- TEXT SECTION

Studio album by Canned Heat
- Released: 1970
- Recorded: 1966
- Studio: El Dorado Studios, Los Angeles
- Genre: Blues rock
- Length: 24:22
- Label: Janus
- Producer: Johnny Otis

Canned Heat chronology
| Future Blues (1970) | Vintage (1970) | Canned Heat '70 Concert Live in Europe (1970) |

= Vintage (Canned Heat album) =

Vintage is the sixth album by American blues rock band Canned Heat. Produced by Johnny Otis, it featured the Muddy Waters/Elmore James' song "Rollin' and Tumblin'" recorded with and without Alan Wilson's harmonica leads. These sessions have surfaced on a multiple of reissues including, Don't Forget to Boogie: Vintage Heat (2002), Vintage Canned Heat (1996), Eternal Boogie, Canned Heat in Concert and various other releases.

Professional ratings
Review scores
| Source | Rating |
| AllMusic |  |
| The Village Voice | E |

== Chart performance ==

The album debuted on Billboard magazine's Top LP's chart in the issue dated January 17, 1970, peaking at No. 173 during a five-week run on the chart.

- PARTS OF THE EXERCISE
1 > Summarize the text on the Canned Heat album Vintage in two sentences.
2 > From the text on the Canned Heat album Vintage, output word for word the part that opens with the words containing "Vintage is the" and closes with "on the chart.".
3 > Pick up the text on the Canned Heat album Vintage where it stops and write what comes next.
The material that comes next is from a different source than the album text.

- INFORMATION PROVIDED
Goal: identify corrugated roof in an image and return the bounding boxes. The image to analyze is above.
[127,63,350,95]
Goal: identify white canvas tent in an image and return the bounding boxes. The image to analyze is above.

- EXPECTED RESPONSES
1 > Vintage is the sixth album by the American blues rock band Canned Heat, produced by Johnny Otis and featuring "Rollin' and Tumblin'" recorded with and without Alan Wilson's harmonica leads. It entered Billboard magazine's Top LP's chart in the issue dated January 17, 1970, and peaked at No. 173 during a five-week run.

2 >
Vintage is the sixth album by American blues rock band Canned Heat. Produced by Johnny Otis, it featured the Muddy Waters/Elmore James' song "Rollin' and Tumblin'" recorded with and without Alan Wilson's harmonica leads. These sessions have surfaced on a multiple of reissues including, Don't Forget to Boogie: Vintage Heat (2002), Vintage Canned Heat (1996), Eternal Boogie, Canned Heat in Concert and various other releases.

Professional ratings
Review scores
| Source | Rating |
| AllMusic |  |
| The Village Voice | E |

== Chart performance ==

The album debuted on Billboard magazine's Top LP's chart in the issue dated January 17, 1970, peaking at No. 173 during a five-week run on the chart.

3 >
== Track listing ==
=== Side One ===
1. "Spoonful" (Willie Dixon) – 2:30
2. "Big Road Blues" (Tommy Johnson) – 2:08
3. "Rollin' and Tumblin'" (Muddy Waters) – 2:17 without harmonica
4. "Got My Mojo Working" (Preston Foster) – 2:44
5. "Pretty Thing" (Dixon) – 2:01

=== Side Two ===
1. "Louise" (Chester Burnett) – 3:07
2. "Dimples" (John Lee Hooker) – 2:21
3. "Can't Hold on Much Longer" (W. Jacobs) – 2:32
4. "Straight Ahead" (Canned Heat) – 2:35
5. "Rollin' and Tumblin'" (Waters) – 2:07 with (Alan Wilson on) harmonica

== Personnel ==
- Canned Heat
- Bob Hite – vocals
- Alan Wilson – slide guitar, vocals, harmonica
- Henry Vestine – lead guitar
- Stuart Brotman – bass
- Frank Cook – drums

- Production
- Johnny Otis – Producer- 1966- This was when the band was known as the Canned Heat Blues Band, these were demos and were the first time Canned Heat recorded in a studio, they were not released until 1970, this from page 94 of a book written by Rebecca Davis entitled Blind Owl Blues: The Mysterious Life and Death of Blues Legend Alan Wilson.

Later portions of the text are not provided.